» **TRECHO DO DOCUMENTO**:
☆ ☆ ☆

Porém, isso nem sempre é óbvio ou fácil, particularmente porque nesse momento nos encontramos totalmente enredados em hábitos que não reconhecemos, não entendemos, e cuja origem nos é obscura. Muitas vezes agrupamos esses hábitos e os rotulamos como “eu”, e eles superficialmente até parecem prover certo senso de identidade. Porém, segundo os ensinamentos e a verificação empírica, além desse rótulo em si ser frívolo e fruto de mera insegurança, os próprios hábitos são temporários, falsos e fonte de sofrimento – e é só reconhecendo nossos feitores e carcereiros que podemos nos libertar deles.
Um dos aspectos do treinamento da mente é o que no budismo se chama de sila, e que é algumas vezes traduzido como “ética”. Apesar de nossas preconcepções sobre esse termo, e nossas noções de moralismo judaico-cristão, para o budismo é muito importante entender a ética como também um treinamento da mente. No budismo as pessoas não praticam obediência ao Buda ou a estrutura hierárquica do budismo, mas sim o exame das próprias mentes e dos resultados das próprias ações, e métodos para vencer a resistência natural a mudar hábitos desinteressantes. Pessoas que dão mais ênfase a seguir regras do que treinar a mente ou não prejudicar os outros certamente não estão praticando o budismo da melhor forma.
O que não quer dizer que certas prescrições não tenham seu lugar. E podemos distinguir duas classes mais gerais de prescrição. Há prescrições éticas que são “naturais”, isto é, visam evitar que criemos impactos negativos (sofrimento) para outros seres – coisas como não matar, não roubar, ou não usar a sexualidade para causar sofrimento. Estas prescrições são universais (não são tidas como culturais ou pessoais), e assumidas por todos que tomam refúgio no Buda, isto é, que se comprometem formalmente com seus métodos. Mesmo em meio a essas prescrições naturais e universais, o foco principal segue sendo examinar as próprias ações e treinar a mente – e não meramente obedecer ao que está na lista.

☆ ☆ ☆

» **ENTRADAS PARA PROCESSAR**:
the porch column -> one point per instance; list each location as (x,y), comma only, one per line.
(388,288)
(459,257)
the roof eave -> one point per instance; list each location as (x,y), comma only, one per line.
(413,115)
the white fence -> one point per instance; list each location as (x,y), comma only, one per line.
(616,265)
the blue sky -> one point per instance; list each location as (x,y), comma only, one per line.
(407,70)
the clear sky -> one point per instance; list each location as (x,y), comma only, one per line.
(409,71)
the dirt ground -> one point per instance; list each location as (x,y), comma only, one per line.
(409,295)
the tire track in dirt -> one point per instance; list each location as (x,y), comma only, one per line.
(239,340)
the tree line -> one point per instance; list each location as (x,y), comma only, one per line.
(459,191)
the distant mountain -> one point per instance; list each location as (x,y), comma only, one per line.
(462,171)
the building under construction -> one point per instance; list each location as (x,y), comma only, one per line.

☆ ☆ ☆

» **LISTA DE TAREFAS**:
A - Por favor, indique se cada afirmação concorda com o trecho sobre ética no budismo, respondendo sim ou não e citando as palavras decisivas: (i) sila às vezes é traduzido como "ética"; (ii) as prescrições naturais são tidas como culturais ou pessoais; (iii) no budismo, as pessoas praticam obediência ao Buda.
B - Nas entradas, troque "one point per instance" por "one marker per instance" na parte que vai da linha com "the tree line" até o fim das entradas, sem alterar mais nada. Devolva apenas essas linhas.
O trecho e as entradas não têm nenhuma relação entre si.

» **RESPOSTAS POR TAREFA**:
A -
(i) Sim: "e que é algumas vezes traduzido como “ética”".
(ii) Não: "Estas prescrições são universais (não são tidas como culturais ou pessoais)".
(iii) Não: "No budismo as pessoas não praticam obediência ao Buda ou a estrutura hierárquica do budismo".

B -
the tree line -> one marker per instance; list each location as (x,y), comma only, one per line.
(459,191)
the distant mountain -> one marker per instance; list each location as (x,y), comma only, one per line.
(462,171)
the building under construction -> one marker per instance; list each location as (x,y), comma only, one per line.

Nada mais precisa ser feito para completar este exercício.